# Data to examine

Segment Open

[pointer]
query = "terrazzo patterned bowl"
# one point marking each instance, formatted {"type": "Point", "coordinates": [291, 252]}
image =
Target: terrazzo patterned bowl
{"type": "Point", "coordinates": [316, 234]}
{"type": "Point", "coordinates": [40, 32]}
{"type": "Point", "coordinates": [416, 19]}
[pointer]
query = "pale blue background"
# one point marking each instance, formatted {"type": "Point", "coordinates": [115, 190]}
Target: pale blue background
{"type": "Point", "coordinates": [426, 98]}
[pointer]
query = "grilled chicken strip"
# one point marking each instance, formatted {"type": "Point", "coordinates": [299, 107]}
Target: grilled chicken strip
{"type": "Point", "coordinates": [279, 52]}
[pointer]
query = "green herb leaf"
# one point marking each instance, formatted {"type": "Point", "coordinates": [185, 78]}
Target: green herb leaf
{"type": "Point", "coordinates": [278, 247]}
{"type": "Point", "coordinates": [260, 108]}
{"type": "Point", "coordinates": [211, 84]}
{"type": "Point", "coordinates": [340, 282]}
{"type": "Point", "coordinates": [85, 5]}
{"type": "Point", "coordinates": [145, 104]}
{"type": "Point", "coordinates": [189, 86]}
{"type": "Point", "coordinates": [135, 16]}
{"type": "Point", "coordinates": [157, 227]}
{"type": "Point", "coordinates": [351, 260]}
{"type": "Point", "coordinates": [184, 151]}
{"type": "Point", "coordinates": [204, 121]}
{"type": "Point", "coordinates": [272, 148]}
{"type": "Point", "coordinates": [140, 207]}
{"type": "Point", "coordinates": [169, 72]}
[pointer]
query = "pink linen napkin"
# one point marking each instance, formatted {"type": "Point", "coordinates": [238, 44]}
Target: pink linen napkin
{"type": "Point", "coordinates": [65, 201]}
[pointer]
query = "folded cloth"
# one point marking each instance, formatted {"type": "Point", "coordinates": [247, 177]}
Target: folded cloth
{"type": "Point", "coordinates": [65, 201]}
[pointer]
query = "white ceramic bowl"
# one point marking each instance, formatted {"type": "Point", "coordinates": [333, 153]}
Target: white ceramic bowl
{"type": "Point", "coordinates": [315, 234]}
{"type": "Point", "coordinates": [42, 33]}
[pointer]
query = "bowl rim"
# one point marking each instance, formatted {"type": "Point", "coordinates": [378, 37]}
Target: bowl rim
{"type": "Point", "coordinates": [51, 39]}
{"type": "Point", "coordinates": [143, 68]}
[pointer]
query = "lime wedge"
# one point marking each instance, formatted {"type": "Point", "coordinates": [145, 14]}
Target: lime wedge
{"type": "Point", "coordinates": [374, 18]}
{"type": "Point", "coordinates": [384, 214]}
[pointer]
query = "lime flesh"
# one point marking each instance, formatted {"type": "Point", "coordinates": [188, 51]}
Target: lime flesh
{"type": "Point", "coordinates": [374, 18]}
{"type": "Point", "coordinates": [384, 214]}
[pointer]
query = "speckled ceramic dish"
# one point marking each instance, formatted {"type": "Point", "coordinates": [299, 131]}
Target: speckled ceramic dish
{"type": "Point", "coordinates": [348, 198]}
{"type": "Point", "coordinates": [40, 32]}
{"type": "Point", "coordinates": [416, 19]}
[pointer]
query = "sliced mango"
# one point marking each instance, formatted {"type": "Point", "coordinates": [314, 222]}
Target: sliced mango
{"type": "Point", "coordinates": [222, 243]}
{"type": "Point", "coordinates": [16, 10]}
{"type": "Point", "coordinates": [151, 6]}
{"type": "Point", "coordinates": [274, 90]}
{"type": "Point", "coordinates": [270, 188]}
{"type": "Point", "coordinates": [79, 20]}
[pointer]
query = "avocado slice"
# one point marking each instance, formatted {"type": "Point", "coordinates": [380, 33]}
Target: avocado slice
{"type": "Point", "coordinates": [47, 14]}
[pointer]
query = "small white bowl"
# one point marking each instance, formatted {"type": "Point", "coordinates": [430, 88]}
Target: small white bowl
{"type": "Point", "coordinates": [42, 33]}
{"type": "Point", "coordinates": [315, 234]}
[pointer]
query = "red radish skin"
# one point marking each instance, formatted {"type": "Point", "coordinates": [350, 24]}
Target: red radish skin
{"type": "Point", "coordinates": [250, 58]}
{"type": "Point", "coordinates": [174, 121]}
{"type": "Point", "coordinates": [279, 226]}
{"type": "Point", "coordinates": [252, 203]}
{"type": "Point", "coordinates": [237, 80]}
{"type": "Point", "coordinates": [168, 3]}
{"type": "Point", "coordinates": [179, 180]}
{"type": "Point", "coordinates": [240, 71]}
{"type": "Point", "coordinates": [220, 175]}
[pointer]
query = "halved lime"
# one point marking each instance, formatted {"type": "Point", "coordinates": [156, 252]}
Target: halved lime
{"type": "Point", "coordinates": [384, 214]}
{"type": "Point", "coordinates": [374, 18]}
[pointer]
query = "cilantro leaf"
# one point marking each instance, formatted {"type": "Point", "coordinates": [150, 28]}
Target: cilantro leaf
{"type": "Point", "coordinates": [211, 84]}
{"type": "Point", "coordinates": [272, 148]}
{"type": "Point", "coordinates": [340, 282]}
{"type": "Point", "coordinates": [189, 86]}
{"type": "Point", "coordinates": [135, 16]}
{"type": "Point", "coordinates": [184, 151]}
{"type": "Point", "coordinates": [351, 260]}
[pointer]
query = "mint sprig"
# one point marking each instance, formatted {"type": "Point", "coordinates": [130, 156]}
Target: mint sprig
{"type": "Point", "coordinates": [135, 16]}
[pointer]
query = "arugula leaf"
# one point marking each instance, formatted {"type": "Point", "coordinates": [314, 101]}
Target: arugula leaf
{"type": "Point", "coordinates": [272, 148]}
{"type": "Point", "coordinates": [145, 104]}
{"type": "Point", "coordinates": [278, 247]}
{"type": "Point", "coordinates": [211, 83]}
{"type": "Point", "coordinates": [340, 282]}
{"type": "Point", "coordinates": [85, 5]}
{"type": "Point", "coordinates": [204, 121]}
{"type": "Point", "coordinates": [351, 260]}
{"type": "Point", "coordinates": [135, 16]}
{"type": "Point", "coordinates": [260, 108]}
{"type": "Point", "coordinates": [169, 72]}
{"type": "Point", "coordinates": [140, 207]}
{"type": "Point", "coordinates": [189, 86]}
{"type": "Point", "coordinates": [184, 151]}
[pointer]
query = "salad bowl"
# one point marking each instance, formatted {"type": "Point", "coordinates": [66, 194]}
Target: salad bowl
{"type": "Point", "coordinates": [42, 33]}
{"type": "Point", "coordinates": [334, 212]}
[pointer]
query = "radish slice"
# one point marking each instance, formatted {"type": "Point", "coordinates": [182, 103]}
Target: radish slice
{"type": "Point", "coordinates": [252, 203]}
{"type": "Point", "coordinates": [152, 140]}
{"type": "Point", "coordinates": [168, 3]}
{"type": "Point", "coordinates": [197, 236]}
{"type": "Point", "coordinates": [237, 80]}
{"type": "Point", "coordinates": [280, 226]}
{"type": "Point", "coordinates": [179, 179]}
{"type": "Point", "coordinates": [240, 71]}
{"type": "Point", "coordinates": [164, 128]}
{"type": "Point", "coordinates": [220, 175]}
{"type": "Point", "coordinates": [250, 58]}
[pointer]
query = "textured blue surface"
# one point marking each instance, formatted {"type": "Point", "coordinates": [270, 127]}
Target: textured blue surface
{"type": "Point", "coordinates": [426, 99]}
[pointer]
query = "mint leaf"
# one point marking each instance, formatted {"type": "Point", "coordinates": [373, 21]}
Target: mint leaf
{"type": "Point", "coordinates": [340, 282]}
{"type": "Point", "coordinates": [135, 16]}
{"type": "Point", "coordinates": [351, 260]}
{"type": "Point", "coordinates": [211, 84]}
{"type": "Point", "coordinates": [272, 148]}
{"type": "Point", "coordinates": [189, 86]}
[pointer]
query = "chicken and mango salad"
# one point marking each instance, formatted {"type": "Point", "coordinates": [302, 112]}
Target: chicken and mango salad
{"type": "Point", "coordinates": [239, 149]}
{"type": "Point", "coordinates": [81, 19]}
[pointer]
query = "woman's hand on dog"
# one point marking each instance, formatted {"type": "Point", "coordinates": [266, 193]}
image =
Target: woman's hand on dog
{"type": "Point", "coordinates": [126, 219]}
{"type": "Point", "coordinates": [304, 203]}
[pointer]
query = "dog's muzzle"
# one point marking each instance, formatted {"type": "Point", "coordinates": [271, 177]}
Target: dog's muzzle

Segment Closed

# Exercise
Show each line of the material that includes the string "muzzle" by copying it.

# Written reply
query = "dog's muzzle"
Target: dog's muzzle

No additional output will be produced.